*Tekstblok:*
§ §
20 JUNI 2014. - Besluit van de Vlaamse Regering tot wijziging van het besluit van de Vlaamse Regering van 1 oktober 2010 tot uitvoering van het decreet van 8 mei 2009 betreffende de kwaliteit van onderwijs met betrekking tot de wijze waarop sommige bevoegdheden van de inspectie worden uitgevoerd, wat de werking van het paritair college en de controle van de erkenningsvoorwaarde bewoonbaarheid, veiligheid en hygiëne binnen de procedure voor de intrekking van de erkenning betreft
Art. 1-5
Artikel 1. Artikel 12 van het besluit van de Vlaamse Regering van 1 oktober 2010 tot uitvoering van het decreet van 8 mei 2009 betreffende de kwaliteit van onderwijs met betrekking tot de wijze waarop sommige bevoegdheden van de inspectie worden uitgevoerd wordt opgeheven.
Art.2. Artikel 13 van hetzelfde besluit wordt vervangen door wat volgt:
"Art. 13. § 1. De colleges, vermeld in artikel 41, § 4 en § 5, van het decreet van 8 mei 2009, bestaan uit minstens twee inspecteurs. Die inspecteurs mogen geen deel hebben uitgemaakt van het doorlichtingsteam dat het ongunstige advies heeft uitgebracht.
De minister stelt het college samen en beslist of hij een voorzitter aan het paritair college toevoegt, nadat hij het advies heeft ingewonnen van de inspecteur-generaal.
§ 2. Het college wordt uiterlijk de tiende kalenderdag voor het verstrijken van de termijn van negentig kalenderdagen, vermeld in artikel 41, § 3, 1°, 2° of 3°, van het decreet van 8 mei 2009, samengesteld.".
§ §
*Broninformatie:*
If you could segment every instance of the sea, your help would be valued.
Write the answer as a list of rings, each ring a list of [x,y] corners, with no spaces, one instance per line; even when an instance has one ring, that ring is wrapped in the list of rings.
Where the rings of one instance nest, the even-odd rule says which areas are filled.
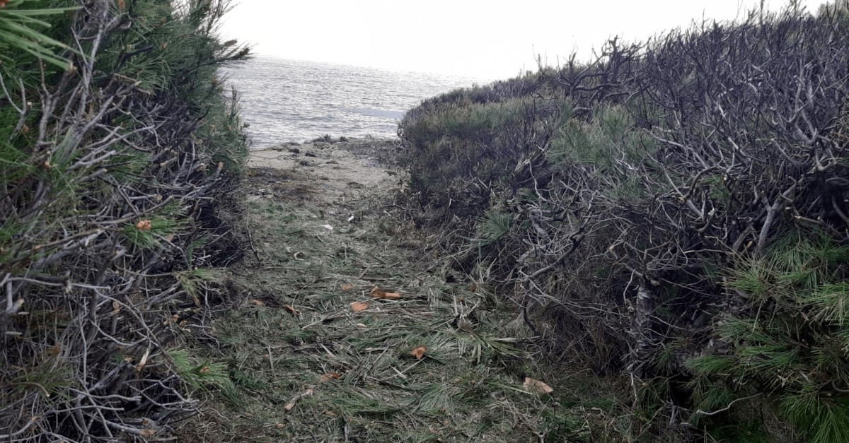
[[[225,72],[254,148],[334,137],[396,137],[408,109],[485,80],[256,56]]]

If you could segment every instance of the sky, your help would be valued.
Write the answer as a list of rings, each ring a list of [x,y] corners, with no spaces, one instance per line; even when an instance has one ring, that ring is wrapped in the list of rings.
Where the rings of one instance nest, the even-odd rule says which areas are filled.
§ §
*Uit te voeren taak:*
Herschrijf alstublieft de alinea van het besluit die begint met "Art. 13. § 1. De colleges" als een korte lijst met de belangrijkste feiten. De items vormen afzonderlijk materiaal en horen niet bij het besluit.

*Uitkomst oefening:*
- De colleges uit artikel 41, § 4 en § 5, van het decreet van 8 mei 2009 tellen minstens twee inspecteurs.
- Die inspecteurs mogen niet in het doorlichtingsteam hebben gezeten dat het ongunstige advies gaf.